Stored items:
+++
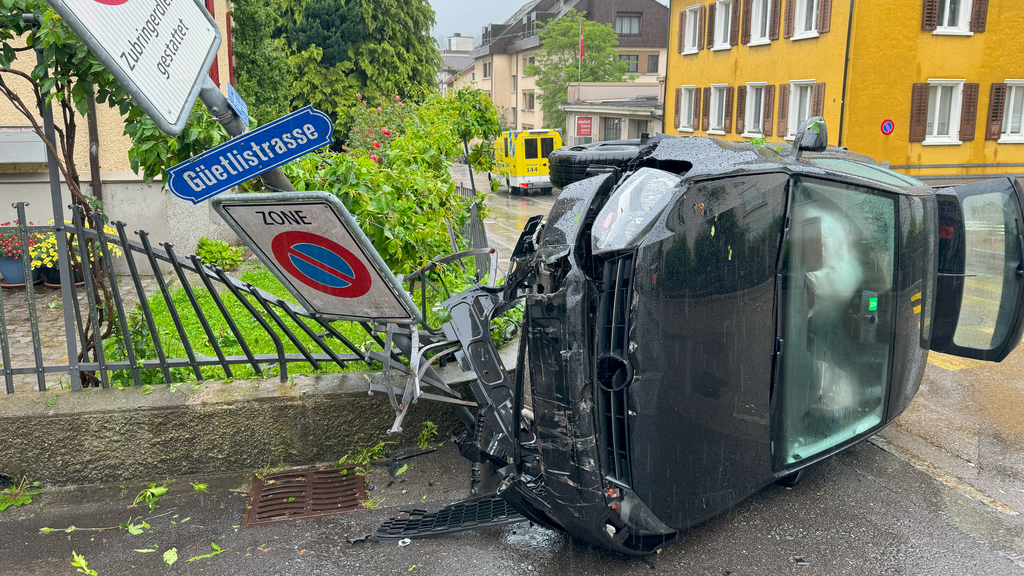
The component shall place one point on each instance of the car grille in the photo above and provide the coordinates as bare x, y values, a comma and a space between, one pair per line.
612, 369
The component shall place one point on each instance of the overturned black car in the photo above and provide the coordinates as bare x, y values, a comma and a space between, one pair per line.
718, 317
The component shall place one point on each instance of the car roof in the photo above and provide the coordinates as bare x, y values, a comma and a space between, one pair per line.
710, 157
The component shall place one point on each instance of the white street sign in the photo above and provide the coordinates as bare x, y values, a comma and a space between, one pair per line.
312, 244
158, 49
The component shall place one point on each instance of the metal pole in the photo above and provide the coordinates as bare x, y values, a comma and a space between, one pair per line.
217, 104
61, 238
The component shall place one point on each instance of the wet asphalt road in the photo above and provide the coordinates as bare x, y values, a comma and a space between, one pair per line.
907, 504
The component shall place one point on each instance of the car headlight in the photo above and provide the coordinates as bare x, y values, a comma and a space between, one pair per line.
631, 208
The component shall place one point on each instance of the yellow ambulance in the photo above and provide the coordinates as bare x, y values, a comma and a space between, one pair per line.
521, 158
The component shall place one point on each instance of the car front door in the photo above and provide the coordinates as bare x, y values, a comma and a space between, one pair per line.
979, 301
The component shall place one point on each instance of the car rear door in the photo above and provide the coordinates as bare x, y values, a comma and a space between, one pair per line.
979, 301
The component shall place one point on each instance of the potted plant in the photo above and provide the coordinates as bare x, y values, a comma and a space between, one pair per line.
11, 266
44, 257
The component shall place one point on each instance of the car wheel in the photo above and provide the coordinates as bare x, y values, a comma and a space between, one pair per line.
567, 165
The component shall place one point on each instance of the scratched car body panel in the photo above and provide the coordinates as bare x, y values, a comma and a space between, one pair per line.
722, 316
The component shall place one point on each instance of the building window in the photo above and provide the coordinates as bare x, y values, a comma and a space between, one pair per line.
723, 24
612, 128
761, 22
954, 15
943, 111
628, 24
805, 19
1013, 115
652, 64
692, 32
718, 109
686, 109
754, 116
801, 104
634, 62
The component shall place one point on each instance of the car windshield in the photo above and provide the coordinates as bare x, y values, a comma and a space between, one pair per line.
838, 314
867, 171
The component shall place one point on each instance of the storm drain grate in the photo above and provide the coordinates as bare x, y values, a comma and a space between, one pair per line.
292, 495
476, 512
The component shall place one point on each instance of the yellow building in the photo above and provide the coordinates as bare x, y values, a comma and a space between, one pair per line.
935, 88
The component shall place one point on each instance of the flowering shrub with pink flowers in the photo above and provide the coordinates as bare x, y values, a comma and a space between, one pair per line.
10, 242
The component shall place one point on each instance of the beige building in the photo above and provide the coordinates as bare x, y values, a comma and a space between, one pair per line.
24, 176
507, 48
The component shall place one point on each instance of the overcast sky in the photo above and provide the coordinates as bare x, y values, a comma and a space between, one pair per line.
469, 16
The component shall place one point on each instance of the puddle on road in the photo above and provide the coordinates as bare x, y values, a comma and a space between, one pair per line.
534, 540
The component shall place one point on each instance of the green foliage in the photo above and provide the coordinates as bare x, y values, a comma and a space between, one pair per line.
78, 561
17, 496
427, 435
558, 60
171, 556
150, 496
398, 55
218, 252
262, 69
153, 152
331, 90
216, 550
337, 26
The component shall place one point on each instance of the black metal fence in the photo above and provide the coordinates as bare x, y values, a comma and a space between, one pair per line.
87, 361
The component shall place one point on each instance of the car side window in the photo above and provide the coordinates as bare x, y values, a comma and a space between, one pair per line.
838, 316
530, 149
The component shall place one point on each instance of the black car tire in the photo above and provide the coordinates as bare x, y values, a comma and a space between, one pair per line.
567, 165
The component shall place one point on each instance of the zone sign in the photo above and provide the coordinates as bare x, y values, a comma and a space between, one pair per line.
316, 249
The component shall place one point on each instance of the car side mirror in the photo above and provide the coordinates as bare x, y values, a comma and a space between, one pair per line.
813, 136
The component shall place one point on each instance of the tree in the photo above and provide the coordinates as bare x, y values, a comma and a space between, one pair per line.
262, 69
558, 60
335, 26
398, 55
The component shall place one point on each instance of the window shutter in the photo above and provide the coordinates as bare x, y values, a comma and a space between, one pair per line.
783, 110
824, 15
776, 15
734, 32
818, 99
706, 120
969, 112
740, 109
711, 26
791, 7
727, 121
919, 113
679, 103
930, 15
682, 31
696, 109
701, 15
996, 106
979, 15
748, 8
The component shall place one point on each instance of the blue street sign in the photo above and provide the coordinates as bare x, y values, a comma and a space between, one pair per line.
248, 156
238, 105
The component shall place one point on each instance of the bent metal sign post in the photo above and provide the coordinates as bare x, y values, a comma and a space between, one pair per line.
248, 156
157, 49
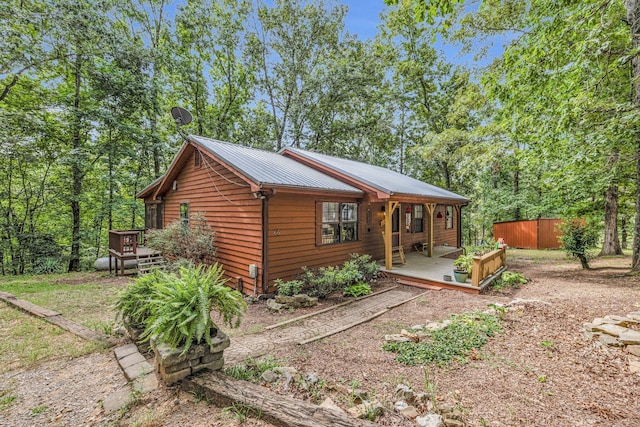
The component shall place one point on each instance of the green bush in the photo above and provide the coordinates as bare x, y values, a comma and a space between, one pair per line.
290, 288
577, 239
175, 241
464, 263
357, 290
324, 281
177, 309
466, 332
508, 280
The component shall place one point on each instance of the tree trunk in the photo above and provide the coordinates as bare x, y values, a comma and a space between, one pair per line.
633, 18
76, 173
611, 245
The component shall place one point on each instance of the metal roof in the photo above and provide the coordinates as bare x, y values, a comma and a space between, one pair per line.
380, 178
267, 168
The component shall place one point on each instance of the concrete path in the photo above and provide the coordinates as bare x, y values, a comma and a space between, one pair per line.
+++
WHAT TO WORK ON:
Give the stretch of data from the line containing "the tree trunk" through the end of the data as a numbered list, leaving out any blank lines.

COMPLETE ANSWER:
1. The component shall place one point on each instance of the tree trunk in the photo above and provide the coordinates as bare x, y values, a comma and a space between, one pair per line.
2. 633, 18
3. 76, 173
4. 611, 245
5. The component shall place one point on each instance of the metal roof in the photo above and provide the coordinates as bare x, y values, a comma and a space between, one pair per line.
6. 380, 178
7. 267, 168
8. The component shall place one point on each instance of the concrete path in the photo above and provide the coordinates as bare x, y values, a comma and a space between, one pair per line.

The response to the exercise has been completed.